*Requirement 1*.
From the sales presentation text, set down the stretch from "Then listen!!!" through "- practice it.".
*Requirement 2*.
Check each statement against the sales presentation text. For each one, answer yes or no and quote the words from the text that decide it.
(a) After the customer stops talking, the text advises waiting three seconds before speaking.
(b) The text recommends closed questions for the sales process.
(c) The text holds that good selling depends more on listening than on smooth talking.
*Requirement 3*.
Continue the sales presentation text from its final sentence.

*Passage given*.
THE SALES Presentation

There are four principles you need to embrace to develop positive communication, and therefore, sales, skills. We will look at these in some detail, since they are the underlying principles that all effective salespeople employ, whether they realise it or not.


This has been covered in Market Research quite extensively, however the main points are:

Be the person they expect you to be, both visually and personally - dress and act appropriately

Use appropriate body language - smile, handshake, eye contact, posture, etc.

Remember - you never get a second chance to make a first impression. The impression you give your customer in the first 60 seconds, or so, will last for all of your business relationship.


When ever two, or more, human beings are together their attention span is limited. While you have been reading this you may have been away to find out what's for tea, spoken to the kids, heard them playing in the garden, listened to the TV, wondered what you were going to do at the weekend - all without leaving your computer.

We all do this all the time. In a sales situation you need to ensure that the customer is there now, and stays there, both physically and mentally - How do you do this ... by asking a question ...

"Can you tell me, what was it about my advertisement caught your eye?"

"How can I help, Mr / Mrs Smith?"

"What is it you're looking for"

Then listen!!!

Note that the question you ask should be an open question - that is a question which cannot be answered Yes or No, otherwise you cannot make sure they are there, and the conversation becomes a little short.

A closed question is one that can be answered by a Yes or No, such as "Do you like our product range?" and these should be avoided during the sales process, if possible.

There is no need to become paranoid about open and closed questions but, once again, practise makes good (if not perfect)

So, rather than saying "Do you like our products?", how about "What do you think of our products?"

Listening to the answer to an open question will allow you to identify the customers needs and wants and find out what turns them on (and off).

This is a vital part of the successful sales process - practice it.


Good selling is more about good listening than smooth talking, you cannot put water in a full glass.

In other words human beings are all full of thoughts, ideas, problems, solutions, things we have to say, or are thinking about saying, and until we 'empty out' a little there is no room for anyone else's thoughts or ideas to exist.

Let your customers talk, allow them space to think and empty out a little - this creates room for your ideas, products and services.

When they stop talking - wait for three seconds before you speak. It will improve your sales immediately. By waiting 3 seconds you allow them to voice the real problem, the real objection, or talk themselves into buying. Try it, it works!

What is your attitude to listening? Have you heard it all before? Don't you wish they would get to the point? Or are you genuinely interested in what they have to say? Negative attitudes to listening stifle conversations - as a business person you need to become a professional listener. You'll make a lot more sales.


As you saw in Market Research, everyone has their own perspective, on everything.

Human Beings tend to assume that everyone else has a perspective and that their own perspective is actually the truth. Not true, it's just another perspective.

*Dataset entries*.
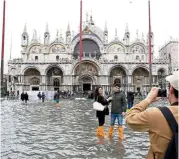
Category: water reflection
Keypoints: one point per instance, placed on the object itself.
(44, 131)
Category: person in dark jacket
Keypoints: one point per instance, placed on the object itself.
(118, 110)
(43, 97)
(26, 97)
(57, 98)
(22, 96)
(101, 114)
(130, 99)
(39, 96)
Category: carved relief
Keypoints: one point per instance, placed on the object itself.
(116, 48)
(57, 49)
(86, 68)
(137, 49)
(36, 50)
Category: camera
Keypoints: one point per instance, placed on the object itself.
(162, 93)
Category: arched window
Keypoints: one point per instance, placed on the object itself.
(56, 82)
(34, 81)
(137, 57)
(57, 58)
(36, 58)
(115, 57)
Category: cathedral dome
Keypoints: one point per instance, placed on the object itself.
(96, 30)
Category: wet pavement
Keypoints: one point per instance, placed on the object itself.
(43, 131)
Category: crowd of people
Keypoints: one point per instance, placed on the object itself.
(161, 123)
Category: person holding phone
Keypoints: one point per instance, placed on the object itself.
(143, 119)
(118, 110)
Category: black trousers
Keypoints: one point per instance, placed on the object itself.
(101, 120)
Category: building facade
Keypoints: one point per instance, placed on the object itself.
(54, 65)
(170, 52)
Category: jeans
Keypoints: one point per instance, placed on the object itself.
(130, 104)
(101, 120)
(119, 118)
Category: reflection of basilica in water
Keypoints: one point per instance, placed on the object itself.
(53, 65)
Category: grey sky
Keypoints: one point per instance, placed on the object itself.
(58, 13)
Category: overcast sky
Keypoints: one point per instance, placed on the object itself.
(58, 13)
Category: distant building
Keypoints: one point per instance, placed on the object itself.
(54, 65)
(3, 87)
(170, 52)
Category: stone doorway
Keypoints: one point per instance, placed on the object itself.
(86, 87)
(35, 88)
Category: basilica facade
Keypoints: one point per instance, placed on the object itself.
(54, 64)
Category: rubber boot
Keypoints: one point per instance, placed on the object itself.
(97, 131)
(110, 131)
(101, 131)
(120, 132)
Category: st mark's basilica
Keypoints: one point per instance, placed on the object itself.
(54, 63)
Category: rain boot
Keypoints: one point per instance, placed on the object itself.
(120, 132)
(101, 131)
(97, 131)
(110, 131)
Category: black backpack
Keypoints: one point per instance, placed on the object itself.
(172, 149)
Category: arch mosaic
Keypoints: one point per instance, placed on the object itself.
(140, 78)
(137, 48)
(35, 49)
(116, 48)
(57, 48)
(86, 68)
(91, 37)
(118, 75)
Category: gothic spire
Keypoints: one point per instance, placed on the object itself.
(46, 30)
(68, 28)
(105, 28)
(127, 29)
(116, 37)
(25, 28)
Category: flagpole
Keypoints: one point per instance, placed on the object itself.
(80, 30)
(2, 49)
(150, 51)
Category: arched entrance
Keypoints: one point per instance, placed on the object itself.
(90, 49)
(54, 78)
(32, 79)
(86, 82)
(140, 79)
(85, 76)
(161, 78)
(118, 75)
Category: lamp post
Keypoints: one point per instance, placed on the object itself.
(150, 51)
(2, 49)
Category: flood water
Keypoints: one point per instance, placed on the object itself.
(43, 131)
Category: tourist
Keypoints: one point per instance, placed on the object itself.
(39, 96)
(43, 97)
(151, 120)
(57, 98)
(118, 110)
(26, 97)
(130, 99)
(22, 96)
(101, 114)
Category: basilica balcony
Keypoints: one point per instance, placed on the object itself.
(94, 55)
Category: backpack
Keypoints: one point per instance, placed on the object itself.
(172, 149)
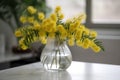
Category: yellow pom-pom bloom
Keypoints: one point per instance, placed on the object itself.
(53, 17)
(36, 25)
(61, 16)
(93, 33)
(71, 42)
(41, 16)
(23, 19)
(18, 33)
(24, 47)
(43, 40)
(30, 19)
(96, 49)
(51, 35)
(79, 43)
(31, 10)
(57, 9)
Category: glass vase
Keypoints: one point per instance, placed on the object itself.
(56, 55)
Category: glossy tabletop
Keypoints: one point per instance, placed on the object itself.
(77, 71)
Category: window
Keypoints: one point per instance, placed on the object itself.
(69, 7)
(106, 11)
(100, 13)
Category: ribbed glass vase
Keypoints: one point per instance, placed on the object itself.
(56, 55)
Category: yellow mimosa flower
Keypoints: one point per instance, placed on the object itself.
(24, 47)
(79, 43)
(61, 16)
(93, 33)
(31, 10)
(18, 33)
(57, 9)
(71, 42)
(23, 19)
(52, 35)
(30, 19)
(41, 15)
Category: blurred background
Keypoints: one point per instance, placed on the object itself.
(102, 16)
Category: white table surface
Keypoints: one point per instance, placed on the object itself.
(77, 71)
(9, 56)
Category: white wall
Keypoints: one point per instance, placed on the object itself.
(111, 55)
(10, 39)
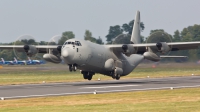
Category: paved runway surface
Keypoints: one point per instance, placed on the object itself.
(89, 87)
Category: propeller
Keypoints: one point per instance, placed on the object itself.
(24, 40)
(158, 37)
(54, 41)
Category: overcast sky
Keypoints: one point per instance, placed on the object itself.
(44, 19)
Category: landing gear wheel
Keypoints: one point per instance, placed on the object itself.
(70, 68)
(117, 76)
(112, 74)
(90, 76)
(74, 68)
(85, 75)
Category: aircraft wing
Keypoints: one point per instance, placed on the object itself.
(141, 48)
(40, 48)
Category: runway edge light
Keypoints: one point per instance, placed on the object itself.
(95, 92)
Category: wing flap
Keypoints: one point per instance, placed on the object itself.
(141, 48)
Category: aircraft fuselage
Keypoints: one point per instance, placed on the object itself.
(91, 57)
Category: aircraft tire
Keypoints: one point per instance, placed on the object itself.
(85, 75)
(117, 76)
(74, 68)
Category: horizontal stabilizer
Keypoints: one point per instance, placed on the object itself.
(173, 57)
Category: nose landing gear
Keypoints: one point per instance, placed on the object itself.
(87, 75)
(115, 75)
(72, 67)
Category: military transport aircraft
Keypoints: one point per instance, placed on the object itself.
(3, 62)
(111, 60)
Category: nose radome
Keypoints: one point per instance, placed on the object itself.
(65, 53)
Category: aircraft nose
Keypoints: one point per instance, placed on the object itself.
(67, 53)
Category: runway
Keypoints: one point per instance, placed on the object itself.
(96, 87)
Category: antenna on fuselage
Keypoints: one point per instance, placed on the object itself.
(135, 37)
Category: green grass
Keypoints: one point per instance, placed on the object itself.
(60, 73)
(178, 100)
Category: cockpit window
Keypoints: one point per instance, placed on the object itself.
(76, 43)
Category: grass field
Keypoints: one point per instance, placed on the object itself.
(60, 73)
(178, 100)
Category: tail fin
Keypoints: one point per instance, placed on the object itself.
(2, 60)
(15, 60)
(135, 37)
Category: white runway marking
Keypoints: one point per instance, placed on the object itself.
(61, 94)
(108, 86)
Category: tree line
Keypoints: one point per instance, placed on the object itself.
(117, 34)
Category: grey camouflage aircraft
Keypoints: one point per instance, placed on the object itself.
(111, 60)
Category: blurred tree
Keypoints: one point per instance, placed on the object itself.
(176, 36)
(88, 36)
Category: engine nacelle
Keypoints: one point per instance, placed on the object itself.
(118, 70)
(109, 65)
(151, 56)
(30, 50)
(52, 58)
(163, 47)
(128, 49)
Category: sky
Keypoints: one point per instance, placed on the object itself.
(43, 19)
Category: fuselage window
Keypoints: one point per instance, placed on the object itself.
(77, 43)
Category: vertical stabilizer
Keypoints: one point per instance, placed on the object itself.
(15, 60)
(2, 60)
(135, 37)
(29, 59)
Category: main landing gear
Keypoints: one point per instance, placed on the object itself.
(72, 67)
(115, 75)
(87, 75)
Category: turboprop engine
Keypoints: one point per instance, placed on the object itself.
(30, 50)
(151, 56)
(128, 49)
(53, 56)
(162, 47)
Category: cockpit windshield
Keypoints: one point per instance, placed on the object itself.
(76, 43)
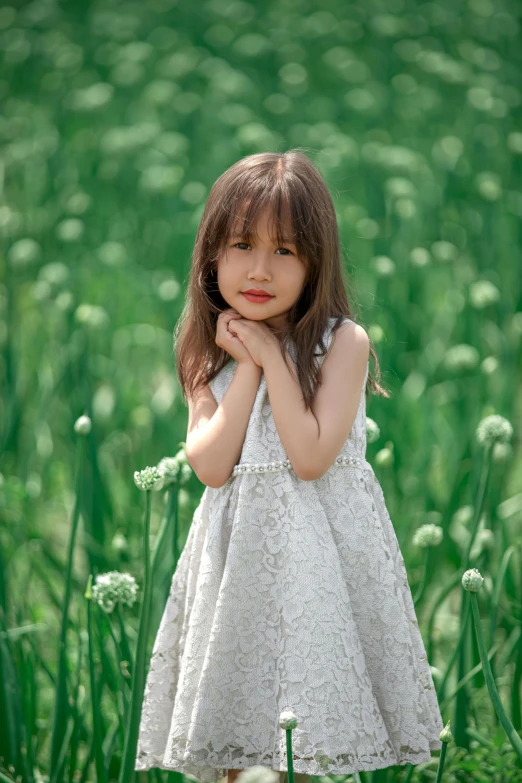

*Reply 1*.
Then listen!!!

Note that the question you ask should be an open question - that is a question which cannot be answered Yes or No, otherwise you cannot make sure they are there, and the conversation becomes a little short.

A closed question is one that can be answered by a Yes or No, such as "Do you like our product range?" and these should be avoided during the sales process, if possible.

There is no need to become paranoid about open and closed questions but, once again, practise makes good (if not perfect)

So, rather than saying "Do you like our products?", how about "What do you think of our products?"

Listening to the answer to an open question will allow you to identify the customers needs and wants and find out what turns them on (and off).

This is a vital part of the successful sales process - practice it.

*Reply 2*.
(a) Yes: "When they stop talking - wait for three seconds before you speak."
(b) No: "these should be avoided during the sales process, if possible."
(c) Yes: "Good selling is more about good listening than smooth talking"

*Reply 3*.
Because of this we have a problem with accepting something someone says, because we feel, if we accept it, we've agreed to it. for example your customer says:

"I think you're product is rubbish!!"

Your immediate response is to leap on them and say "No, it's not!" and an argument starts, but you're not there to win arguments but to sell your product, or service. So how do you deal with it, simple:

Nod and accept it (you're not agreeing) and wait three seconds before saying a word! What usually happens is something like "Well, actually it's not that bad - it's just not quite what I want", you say "What is it you want?" and you're selling again.

It doesn't always work as well as this but it's a lot better than leaping into an argument you cannot win.

Presenting your Case

After a little practice the rules of good communication become second nature and now it's time for the appointment, or the customer walks into your shop, or visits you at your office, etc. All successful sales processes, whether they are on the telephone, in person or in print, follow a formula. That formula is AIDA.

This process is covered in some detail in the section on Advertising and Promotion as it relates to the printed sales process. There are other tips you can consider (following this section) that will enhance your selling success, but for now we'll look at AIDA in person to person selling.


The first step in the sales process is to get the customer's attention. This could be through your window display, a telephone call or, in the case of person to person sales at the appointment by asking an open question.

Although there are a number of ways to get someone's attention, such as winking, loud ties, smiling, shouting, etc. remember the attention you get can be negative as well as positive. For example.

"I saw your son today, tell me, why is he so ugly?"

Will get your customer's attention but will not get you a sale, whereas

"This is a really impressive company, can you tell me a bit about it?"

"Can you tell me why you've asked me here today?"

Will get their attention in a very positive way.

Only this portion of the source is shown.